* Task instructions:
a) Reproduce the vaccine article starting at "On Thursday, while" and ending at "have been rife.", replacing "anti-vaxxers" with "vaccine skeptics".
b) Write the next part of the article on South Africa's Covid-19 vaccine rollout, picking up after its final sentence.

* Page text:
* * * *

NEWCASTLE UPON TYNE, ENGLAND - JANUARY 11: Mr Nana Kwabena Edusei, aged 81 from Heaton, receives his vaccination from Staff Nurse Caroline McGuinness at the International Centre for Life on January 11, 2021 in Newcastle upon Tyne, England. The location is one of several mass vaccination centres in England to open to the public this week. The UK aims to vaccinate 15 million people by mid-February. (Photo by Ian Forsyth/Getty Images)
The health department is working to procure Covid-19 vaccines to at least 38-million South Africans by the end of this year. As it stands, one million doses of the AstraZeneca vaccine are expected to reach South Africa’s shores this month. This will vaccinate about 500 000 people.
However, although the vaccines are critical to ending the pandemic, no one is forced to take them, according to the country’s laws.
“There is no law in South Africa that makes [taking] vaccines mandatory,” said Shabir Madhi, professor of vaccinology at the University of the Witwatersrand.
Madhi said that vaccinating is mandatory in some countries, but this is not the case in South Africa. For instance, in Italy, France and Germany, it’s compulsory to be vaccinated against measles, tetanus and polio; in the United States, healthcare workers are required to receive the influenza vaccine every year.
“It’s all about trying to ensure that the private good is upheld as the primary interest and, at times, even at the expense of individual liberties,” Madhi said.
On Thursday, while briefing parliament’s portfolio committee on health, Minister of Health Zweli Mkhize said that the government would not force anyone to take the vaccines.
This could be a welcome relief to many anti-vaxxers and vaccine-conspiracy theorists. Since the beginning of the pandemic last year, conspiracy theories attacking the validity of the virus have been rife.
Some theories claimed that a group of world leaders has created the pandemic to control the global economy; others linked the virus to the rolling out of 5G infrastructure.
Now that vaccines have arrived, so have unsubstantiated claims that the vaccine is being used to implant microchips in people and alter their DNA.
In December, South Africa’s very own Chief Justice Mogoeng Mogoeng added to the theories during a visit to the Tembisa hospital in Gauteng.
In his request to God, Mogoeng prayed against any “vaccine of the devil”.
“If there be any vaccine that is of the devil, meant to infuse triple-six in the lives of people, meant to corrupt their DNA. Any such vaccine, Lord God almighty, may it be destroyed by fire in the name of Jesus,” he declared.

* * * *

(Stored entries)
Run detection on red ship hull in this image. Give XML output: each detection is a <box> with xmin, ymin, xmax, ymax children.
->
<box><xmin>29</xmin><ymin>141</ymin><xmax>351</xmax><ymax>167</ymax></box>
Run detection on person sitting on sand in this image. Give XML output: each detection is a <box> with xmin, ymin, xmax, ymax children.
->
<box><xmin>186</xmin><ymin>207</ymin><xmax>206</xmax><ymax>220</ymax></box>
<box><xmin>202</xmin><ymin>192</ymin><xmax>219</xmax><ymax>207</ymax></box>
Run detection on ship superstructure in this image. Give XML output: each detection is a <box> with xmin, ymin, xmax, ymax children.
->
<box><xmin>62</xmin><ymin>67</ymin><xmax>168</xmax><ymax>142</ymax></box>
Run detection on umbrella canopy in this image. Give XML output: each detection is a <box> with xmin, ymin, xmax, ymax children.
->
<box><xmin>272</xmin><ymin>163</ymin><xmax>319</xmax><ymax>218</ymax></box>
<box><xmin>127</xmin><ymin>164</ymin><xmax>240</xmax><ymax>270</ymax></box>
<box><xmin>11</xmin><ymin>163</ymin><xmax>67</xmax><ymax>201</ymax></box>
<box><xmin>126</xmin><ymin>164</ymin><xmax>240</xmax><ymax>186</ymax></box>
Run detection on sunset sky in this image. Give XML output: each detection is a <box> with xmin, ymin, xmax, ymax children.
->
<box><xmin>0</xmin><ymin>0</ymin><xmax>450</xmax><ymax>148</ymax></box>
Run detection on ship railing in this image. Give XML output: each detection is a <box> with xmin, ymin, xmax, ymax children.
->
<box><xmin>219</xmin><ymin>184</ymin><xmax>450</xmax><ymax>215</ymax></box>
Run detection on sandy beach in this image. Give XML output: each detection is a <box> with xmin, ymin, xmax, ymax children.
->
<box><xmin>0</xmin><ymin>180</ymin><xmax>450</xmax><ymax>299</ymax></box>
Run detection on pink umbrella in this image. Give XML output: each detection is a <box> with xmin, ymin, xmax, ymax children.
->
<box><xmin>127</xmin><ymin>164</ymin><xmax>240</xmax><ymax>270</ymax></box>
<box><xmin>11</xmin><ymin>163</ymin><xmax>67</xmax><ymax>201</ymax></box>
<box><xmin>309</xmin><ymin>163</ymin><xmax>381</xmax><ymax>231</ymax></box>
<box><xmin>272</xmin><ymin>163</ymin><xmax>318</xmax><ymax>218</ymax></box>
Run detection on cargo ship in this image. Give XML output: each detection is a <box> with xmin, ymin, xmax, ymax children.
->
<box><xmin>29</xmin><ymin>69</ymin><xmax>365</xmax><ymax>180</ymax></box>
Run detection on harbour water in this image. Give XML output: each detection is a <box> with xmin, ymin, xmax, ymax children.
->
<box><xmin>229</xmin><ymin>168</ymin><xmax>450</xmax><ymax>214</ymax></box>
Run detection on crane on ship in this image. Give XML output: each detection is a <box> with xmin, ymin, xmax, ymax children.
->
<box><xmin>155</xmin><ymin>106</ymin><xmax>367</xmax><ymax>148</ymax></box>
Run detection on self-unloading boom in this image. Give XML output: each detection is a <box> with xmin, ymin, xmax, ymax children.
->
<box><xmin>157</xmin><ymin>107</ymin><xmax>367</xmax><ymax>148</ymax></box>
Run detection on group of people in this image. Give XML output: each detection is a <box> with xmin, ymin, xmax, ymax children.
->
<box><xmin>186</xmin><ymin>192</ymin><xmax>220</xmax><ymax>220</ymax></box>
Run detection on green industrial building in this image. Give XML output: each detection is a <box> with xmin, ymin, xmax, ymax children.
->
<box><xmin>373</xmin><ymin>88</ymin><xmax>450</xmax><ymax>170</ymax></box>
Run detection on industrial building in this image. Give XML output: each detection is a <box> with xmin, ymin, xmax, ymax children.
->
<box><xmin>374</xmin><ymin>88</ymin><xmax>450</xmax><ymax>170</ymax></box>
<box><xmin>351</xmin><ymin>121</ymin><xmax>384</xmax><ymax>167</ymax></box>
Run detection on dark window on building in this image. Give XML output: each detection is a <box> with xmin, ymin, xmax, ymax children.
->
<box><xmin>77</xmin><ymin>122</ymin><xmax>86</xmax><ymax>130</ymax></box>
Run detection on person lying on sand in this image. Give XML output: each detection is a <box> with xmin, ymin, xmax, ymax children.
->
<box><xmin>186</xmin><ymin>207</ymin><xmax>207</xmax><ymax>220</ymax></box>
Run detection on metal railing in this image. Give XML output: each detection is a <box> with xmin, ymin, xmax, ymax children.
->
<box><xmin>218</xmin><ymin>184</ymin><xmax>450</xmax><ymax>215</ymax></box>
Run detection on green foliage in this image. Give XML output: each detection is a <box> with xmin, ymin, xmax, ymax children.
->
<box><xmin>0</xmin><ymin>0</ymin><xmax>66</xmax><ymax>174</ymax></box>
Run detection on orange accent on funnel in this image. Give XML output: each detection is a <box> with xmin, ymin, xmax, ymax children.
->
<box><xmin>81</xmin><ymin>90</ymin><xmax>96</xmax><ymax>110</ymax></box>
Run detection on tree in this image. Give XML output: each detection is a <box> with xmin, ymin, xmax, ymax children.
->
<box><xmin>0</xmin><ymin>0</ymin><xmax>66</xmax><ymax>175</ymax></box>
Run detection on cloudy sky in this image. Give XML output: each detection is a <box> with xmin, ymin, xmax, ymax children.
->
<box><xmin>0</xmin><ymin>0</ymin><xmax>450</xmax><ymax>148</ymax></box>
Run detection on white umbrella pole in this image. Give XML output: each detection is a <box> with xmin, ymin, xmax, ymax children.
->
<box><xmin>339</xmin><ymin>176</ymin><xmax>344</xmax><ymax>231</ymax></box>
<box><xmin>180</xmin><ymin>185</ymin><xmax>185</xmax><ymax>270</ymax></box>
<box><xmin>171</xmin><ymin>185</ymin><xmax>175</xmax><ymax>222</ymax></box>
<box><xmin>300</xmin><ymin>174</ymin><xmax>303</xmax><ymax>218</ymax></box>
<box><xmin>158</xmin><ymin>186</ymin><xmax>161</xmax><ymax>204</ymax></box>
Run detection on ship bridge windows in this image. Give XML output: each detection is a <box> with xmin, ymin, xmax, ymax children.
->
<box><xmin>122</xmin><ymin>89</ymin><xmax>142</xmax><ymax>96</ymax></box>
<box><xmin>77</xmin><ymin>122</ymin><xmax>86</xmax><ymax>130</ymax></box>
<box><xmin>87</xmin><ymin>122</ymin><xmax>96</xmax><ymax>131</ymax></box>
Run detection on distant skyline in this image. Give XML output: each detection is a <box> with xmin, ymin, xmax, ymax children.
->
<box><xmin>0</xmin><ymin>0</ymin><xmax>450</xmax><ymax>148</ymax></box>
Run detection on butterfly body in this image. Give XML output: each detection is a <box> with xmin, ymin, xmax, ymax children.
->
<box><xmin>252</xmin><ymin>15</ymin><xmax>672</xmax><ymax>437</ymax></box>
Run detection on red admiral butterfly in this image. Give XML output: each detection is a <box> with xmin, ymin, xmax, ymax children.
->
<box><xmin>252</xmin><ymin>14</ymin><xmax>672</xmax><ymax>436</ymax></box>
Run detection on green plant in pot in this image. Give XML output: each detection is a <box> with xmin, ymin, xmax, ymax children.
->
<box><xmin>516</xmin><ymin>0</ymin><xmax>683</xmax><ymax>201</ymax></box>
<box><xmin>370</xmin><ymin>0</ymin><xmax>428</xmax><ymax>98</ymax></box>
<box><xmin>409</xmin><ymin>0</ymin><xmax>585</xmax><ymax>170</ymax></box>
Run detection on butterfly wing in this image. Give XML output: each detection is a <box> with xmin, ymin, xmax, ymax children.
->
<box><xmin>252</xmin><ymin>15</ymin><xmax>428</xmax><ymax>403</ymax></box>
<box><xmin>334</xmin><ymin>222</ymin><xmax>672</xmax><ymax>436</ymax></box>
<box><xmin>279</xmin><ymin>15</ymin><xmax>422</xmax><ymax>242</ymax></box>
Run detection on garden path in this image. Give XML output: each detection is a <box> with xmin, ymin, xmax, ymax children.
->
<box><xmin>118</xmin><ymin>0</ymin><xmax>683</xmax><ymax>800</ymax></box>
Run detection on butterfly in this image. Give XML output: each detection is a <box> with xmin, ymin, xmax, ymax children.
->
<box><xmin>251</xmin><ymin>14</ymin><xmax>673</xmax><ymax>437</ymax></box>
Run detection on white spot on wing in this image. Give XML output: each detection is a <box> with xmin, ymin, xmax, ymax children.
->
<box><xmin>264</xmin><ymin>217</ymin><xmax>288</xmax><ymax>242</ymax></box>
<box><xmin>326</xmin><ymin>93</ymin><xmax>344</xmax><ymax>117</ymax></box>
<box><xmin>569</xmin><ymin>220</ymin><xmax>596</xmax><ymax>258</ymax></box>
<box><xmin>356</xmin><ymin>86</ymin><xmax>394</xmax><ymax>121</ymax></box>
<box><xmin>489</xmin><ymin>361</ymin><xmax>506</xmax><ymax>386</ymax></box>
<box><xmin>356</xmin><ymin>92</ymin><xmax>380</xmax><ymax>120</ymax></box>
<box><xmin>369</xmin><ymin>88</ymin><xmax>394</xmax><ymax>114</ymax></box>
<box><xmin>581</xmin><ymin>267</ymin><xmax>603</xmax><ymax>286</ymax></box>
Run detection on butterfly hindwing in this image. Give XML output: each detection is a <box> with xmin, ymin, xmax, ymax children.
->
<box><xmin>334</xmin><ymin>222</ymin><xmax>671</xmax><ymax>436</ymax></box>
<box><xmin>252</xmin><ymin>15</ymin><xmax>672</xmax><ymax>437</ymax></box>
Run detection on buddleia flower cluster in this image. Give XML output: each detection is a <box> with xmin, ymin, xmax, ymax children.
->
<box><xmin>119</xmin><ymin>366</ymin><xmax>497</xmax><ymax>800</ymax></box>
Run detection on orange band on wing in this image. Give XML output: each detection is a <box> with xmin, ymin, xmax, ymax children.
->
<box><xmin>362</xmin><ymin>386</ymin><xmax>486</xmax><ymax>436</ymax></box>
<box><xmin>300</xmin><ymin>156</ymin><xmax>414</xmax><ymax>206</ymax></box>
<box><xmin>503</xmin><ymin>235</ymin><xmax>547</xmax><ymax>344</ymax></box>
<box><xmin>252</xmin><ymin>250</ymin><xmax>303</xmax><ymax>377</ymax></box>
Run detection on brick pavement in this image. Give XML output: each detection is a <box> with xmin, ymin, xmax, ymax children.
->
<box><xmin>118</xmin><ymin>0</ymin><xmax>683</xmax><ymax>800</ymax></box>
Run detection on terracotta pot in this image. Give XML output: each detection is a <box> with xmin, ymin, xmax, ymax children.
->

* * * *

* Task results:
a)
On Thursday, while briefing parliament’s portfolio committee on health, Minister of Health Zweli Mkhize said that the government would not force anyone to take the vaccines.
This could be a welcome relief to many vaccine skeptics and vaccine-conspiracy theorists. Since the beginning of the pandemic last year, conspiracy theories attacking the validity of the virus have been rife.

b)
Later on, Mogoeng explained that he is not against all vaccines but against vaccines that may “corrupt” DNA.
Madhi said that if people were forced to take the vaccines — to ensure Mkhize’s plan to vaccinate 67% of the population by the end of this year is achieved — this could result in a backlash, which, he said, could result in poor compliance.
He added that because of the uncertainty around the vaccine, it is the government’s job to build public confidence in the vaccine’s safety and its benefits for protection against Covid-19.
The next step is ensuring that people can easily access vaccines by avoiding long queues (once the vaccines are in the country) and having enough vaccination facilities.
If there is a negative experience when receiving a vaccine, that can also create a “negative slump” in perceptions of the immunisation programme, Madhi said.
“There isn’t a silver bullet here. It’s a package that needs to be worked on to gain the public confidence that the vaccines are there to save lives and not to kill people or cause them to become mutants,” he said.
It seems as if the government is working to dispel the myths about the virus. During the ANC’s January 8 statement, President Cyril Ramaphosa said that misinformation about Covid-19 needs to be dealt with.
“We need to actively counter the spread of disinformation relating to Covid-19 and
unfounded conspiracy theories about the virus, its treatment and the development of vaccines,” the president said.
Jeffrey Mphahlele, the vice-president for research at the South African Medical Research Council, said not everyone will line up for the vaccinations when they are available.
“It’s not unique to us: this is a global phenomenon. There is vaccine hesitancy. You cannot say ‘I do not like to be vaccinated’, but at the same time you pose risks to other people and not wear masks and wash your hands,” he said.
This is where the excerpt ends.